:: ЦИТИРУЕМЫЙ ОТРЫВОК ::
'''
Я уже писал о пути воспитания созидающего аристократа – он проходит через единение с природой и познание её глубинных тайн. И Заратустра Фридриха Ницше, парафразируя Шопенгауэра, говорит о высшей мудрости, рождающейся в стороне от сократовской доктрины, вдали он сухой науки – при контакте с природой. Её символизируют животные Заратустры – мудрость и гордость, змея и орёл :
«”Это мои звери!” – сказал Заратустра и возрадовался в сердце своём.
Самое гордое животное, кокое есть под солнцем, и животное самое умное, какое есть под солнцем, – они отправились разведать.
Они хотят знать, жив ли ещё Заратустра. »118 К своим зверям отсылает Заратустра и всех кого он встречает на горной тропе :
«“Ну что ж! – сказал Заратустра. – Тебе бы следовало увидеть и моих зверей, орла моего и змею мою, – равных им не существует теперь на земле.
Смотри, там дорога ведёт к пещере моей : будь гостем её этой ночью. И поговори со зверями о счастье зверей, – пока сам я не вернусь.“ »119
И если звери ницшевского Заратустры совершенны, то современным Фридриху Ницше людям до них далеко :
«Заратустра говорил это в сердце своём, в то время, как солнце поднималось ; тогда он вопросительно взглянул на небо, ибо услышал над собою резкий крик орла своего : “Ну что ж! – крикнул он в вышину. – Это нравится мне. Звери мои проснулись, ибо я проснулся.
Орёл мой проснулся и чтит, подобно мне солнце. Орлиными когтями хватает он новый свет. Вы настоящие звери мои ; я люблю вас.
'''
:: ЗАДАНИЕ 1 ::
Процитируйте без изменений строки из набора строк, начиная со строки, в которой есть "of the man's", и до последней строки набора включительно.
Отрывок и строки представляют собой отдельные, не связанные между собой материалы.

:: ИСХОДНЫЕ СТРОКИ ::
'''
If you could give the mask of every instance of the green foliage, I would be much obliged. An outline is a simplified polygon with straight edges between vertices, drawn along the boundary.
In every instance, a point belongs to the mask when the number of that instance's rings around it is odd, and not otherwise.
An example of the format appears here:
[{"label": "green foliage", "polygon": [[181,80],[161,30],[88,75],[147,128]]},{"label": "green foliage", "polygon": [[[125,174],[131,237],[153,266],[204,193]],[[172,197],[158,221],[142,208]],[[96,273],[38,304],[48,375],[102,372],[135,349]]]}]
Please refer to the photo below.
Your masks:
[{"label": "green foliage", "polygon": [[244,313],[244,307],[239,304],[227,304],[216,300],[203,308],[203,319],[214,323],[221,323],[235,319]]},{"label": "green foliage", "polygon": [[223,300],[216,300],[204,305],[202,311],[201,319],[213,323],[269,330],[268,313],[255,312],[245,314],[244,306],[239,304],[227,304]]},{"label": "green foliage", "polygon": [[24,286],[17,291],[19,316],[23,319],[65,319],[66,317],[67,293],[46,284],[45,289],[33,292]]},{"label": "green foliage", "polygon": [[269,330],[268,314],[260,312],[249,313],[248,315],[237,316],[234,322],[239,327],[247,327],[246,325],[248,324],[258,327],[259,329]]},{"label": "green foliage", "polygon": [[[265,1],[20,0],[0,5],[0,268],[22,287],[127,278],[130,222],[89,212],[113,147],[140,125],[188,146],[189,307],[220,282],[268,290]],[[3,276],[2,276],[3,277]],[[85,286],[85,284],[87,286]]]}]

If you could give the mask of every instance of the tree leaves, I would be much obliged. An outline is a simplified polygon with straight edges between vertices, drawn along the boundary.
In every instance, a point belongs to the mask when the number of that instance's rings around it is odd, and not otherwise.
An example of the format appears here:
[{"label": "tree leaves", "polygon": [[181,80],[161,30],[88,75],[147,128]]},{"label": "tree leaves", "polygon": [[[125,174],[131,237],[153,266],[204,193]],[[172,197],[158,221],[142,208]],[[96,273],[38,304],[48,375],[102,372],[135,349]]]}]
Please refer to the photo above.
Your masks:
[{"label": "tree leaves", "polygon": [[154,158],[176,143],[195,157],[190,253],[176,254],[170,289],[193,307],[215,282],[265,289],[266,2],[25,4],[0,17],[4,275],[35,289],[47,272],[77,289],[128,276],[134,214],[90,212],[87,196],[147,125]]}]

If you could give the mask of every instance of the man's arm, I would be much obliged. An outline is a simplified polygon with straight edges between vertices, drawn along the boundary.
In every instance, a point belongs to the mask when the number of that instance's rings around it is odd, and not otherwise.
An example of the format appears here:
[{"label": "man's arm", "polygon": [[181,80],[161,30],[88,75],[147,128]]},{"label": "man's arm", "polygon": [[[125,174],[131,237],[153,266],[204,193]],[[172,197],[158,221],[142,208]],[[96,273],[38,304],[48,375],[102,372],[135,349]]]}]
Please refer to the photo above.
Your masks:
'''
:: ЗАДАНИЕ 2 ::
Какие животные Заратустры, согласно отрывку, символизируют мудрость и гордость?

:: ОТВЕТ 1 ::
If you could give the mask of every instance of the man's arm, I would be much obliged. An outline is a simplified polygon with straight edges between vertices, drawn along the boundary.
In every instance, a point belongs to the mask when the number of that instance's rings around it is odd, and not otherwise.
An example of the format appears here:
[{"label": "man's arm", "polygon": [[181,80],[161,30],[88,75],[147,128]]},{"label": "man's arm", "polygon": [[[125,174],[131,237],[153,266],[204,193]],[[172,197],[158,221],[142,208]],[[96,273],[38,304],[48,375],[102,372],[135,349]]]}]
Please refer to the photo above.
Your masks:

:: ОТВЕТ 2 ::
Змея и орёл.